• **Text for analysis**:
_____
Public relations (PR)
is the managing of outside communication of an organization to create
and maintain a positive image. Public relations involves popularizing
successes, downplaying failures, announcing changes, and many other
activities
Examples of public relations include:
Corporations use marketing public relations (MPR) to convey information
about the products they manufacture or services they provide to potential
customers to support their direct sales efforts. Typically, they support
sales in the short and long term, establishing and burnishing the
corporation's branding for a strong, ongoing market.
Corporations also use public-relations as a vehicle to reach legislators
and other politicians, seeking favorable tax, regulatory, and other
treatment, and they may use public relations to portray themselves as
enlightened employers, in support of human-resources recruiting programs.
Non-profit organizations, including schools and universities, hospitals,
and human and social service agencies, use public relations in support of
awareness programs, fund-raising programs, staff recruiting, and to
increase patronage of their services.
Politicians use public relations to attract votes and raise money, and,
when successful at the ballot box, to promote and defend their service in
office, with an eye to the next election or, at career’s end, to their
legacy.
Public relations and publicity are not synonyms. Publicity is the
spreading of information to gain public awareness in a product, service,
candidate, etc. It is just one technique of public relations as listed
here.
_____
Records from a dataset:
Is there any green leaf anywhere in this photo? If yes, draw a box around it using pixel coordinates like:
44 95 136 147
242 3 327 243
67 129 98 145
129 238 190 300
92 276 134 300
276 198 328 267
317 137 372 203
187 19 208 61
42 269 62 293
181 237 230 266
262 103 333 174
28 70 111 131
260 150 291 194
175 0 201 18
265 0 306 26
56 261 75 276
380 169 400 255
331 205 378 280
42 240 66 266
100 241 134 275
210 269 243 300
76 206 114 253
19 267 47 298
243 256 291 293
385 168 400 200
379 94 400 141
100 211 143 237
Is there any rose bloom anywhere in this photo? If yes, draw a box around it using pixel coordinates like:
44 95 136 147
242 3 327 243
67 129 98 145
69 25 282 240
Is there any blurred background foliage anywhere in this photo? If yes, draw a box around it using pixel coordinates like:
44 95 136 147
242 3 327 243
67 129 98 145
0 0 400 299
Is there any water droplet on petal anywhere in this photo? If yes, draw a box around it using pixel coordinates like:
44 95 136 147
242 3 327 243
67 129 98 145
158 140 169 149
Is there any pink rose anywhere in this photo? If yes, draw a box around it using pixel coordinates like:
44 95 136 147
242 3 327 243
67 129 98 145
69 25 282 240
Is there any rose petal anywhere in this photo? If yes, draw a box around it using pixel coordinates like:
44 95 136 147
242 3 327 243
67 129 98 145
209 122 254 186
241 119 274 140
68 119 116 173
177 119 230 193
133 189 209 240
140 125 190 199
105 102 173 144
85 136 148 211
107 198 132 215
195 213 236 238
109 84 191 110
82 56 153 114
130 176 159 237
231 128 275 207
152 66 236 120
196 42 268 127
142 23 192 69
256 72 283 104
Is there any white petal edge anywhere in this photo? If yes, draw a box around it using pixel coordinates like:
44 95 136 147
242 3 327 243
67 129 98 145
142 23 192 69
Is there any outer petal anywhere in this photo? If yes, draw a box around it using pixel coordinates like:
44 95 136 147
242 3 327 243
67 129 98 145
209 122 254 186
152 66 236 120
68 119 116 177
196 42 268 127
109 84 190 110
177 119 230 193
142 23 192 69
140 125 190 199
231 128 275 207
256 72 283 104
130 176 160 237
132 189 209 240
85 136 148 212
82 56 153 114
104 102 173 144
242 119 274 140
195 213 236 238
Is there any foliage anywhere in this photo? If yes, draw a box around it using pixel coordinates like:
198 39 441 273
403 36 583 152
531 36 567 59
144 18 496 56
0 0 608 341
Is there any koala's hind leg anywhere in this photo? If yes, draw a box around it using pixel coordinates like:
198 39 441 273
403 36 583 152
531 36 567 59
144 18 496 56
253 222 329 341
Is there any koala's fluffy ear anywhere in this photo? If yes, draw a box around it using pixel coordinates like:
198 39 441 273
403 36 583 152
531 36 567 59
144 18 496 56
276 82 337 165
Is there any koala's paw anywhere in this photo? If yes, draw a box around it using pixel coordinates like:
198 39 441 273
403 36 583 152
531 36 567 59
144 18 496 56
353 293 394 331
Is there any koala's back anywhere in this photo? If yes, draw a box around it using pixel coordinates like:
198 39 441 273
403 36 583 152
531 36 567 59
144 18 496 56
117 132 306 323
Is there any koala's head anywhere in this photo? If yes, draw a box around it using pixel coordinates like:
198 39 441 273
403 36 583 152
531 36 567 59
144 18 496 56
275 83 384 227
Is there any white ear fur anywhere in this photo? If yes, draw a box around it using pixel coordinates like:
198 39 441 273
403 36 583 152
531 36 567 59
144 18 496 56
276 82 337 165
_____
• **Task A**: In the text on public relations, what do corporations use marketing public relations (MPR) to do?
• **Task B**: Continue the text on public relations from its final sentence.

• **Reply A**: They use it to convey information about their products or services to potential customers in support of their direct sales efforts.

• **Reply B**:
[edit] Audience targeting
A fundamental technique used in public relations is to identify the target
audience, and to tailor every message to appeal to that audience. It can
be a general, nationwide or worldwide audience, but it is more often a
segment of a population. Marketers often refer to economy-driven
"demographics," such as "white males 18-49," but in public relations an
audience is more fluid, being whoever someone wants to reach. For example,
recent political audiences include "soccer moms" and "NASCAR dads."
In addition to audiences, there are usually stakeholders, literally people
who have a "stake" in a given issue. All audiences are stakeholders (or
presumptive stakeholders), but not all stakeholders are audiences. For
example, a charity commissions a PR agency to create an advertising
campaign to raise money to find a cure for a disease. The charity and the
people with the disease are stakeholders, but the audience is anyone who
is likely to donate money.
Sometimes the interests of differing audiences and stakeholders common to
a PR effort necessitate the creation of several distinct but still
complementary messages. This is not always easy to do, and sometimes –
especially in politics – a spokesperson or client says something to one
audience that angers another audience or group of stakeholders.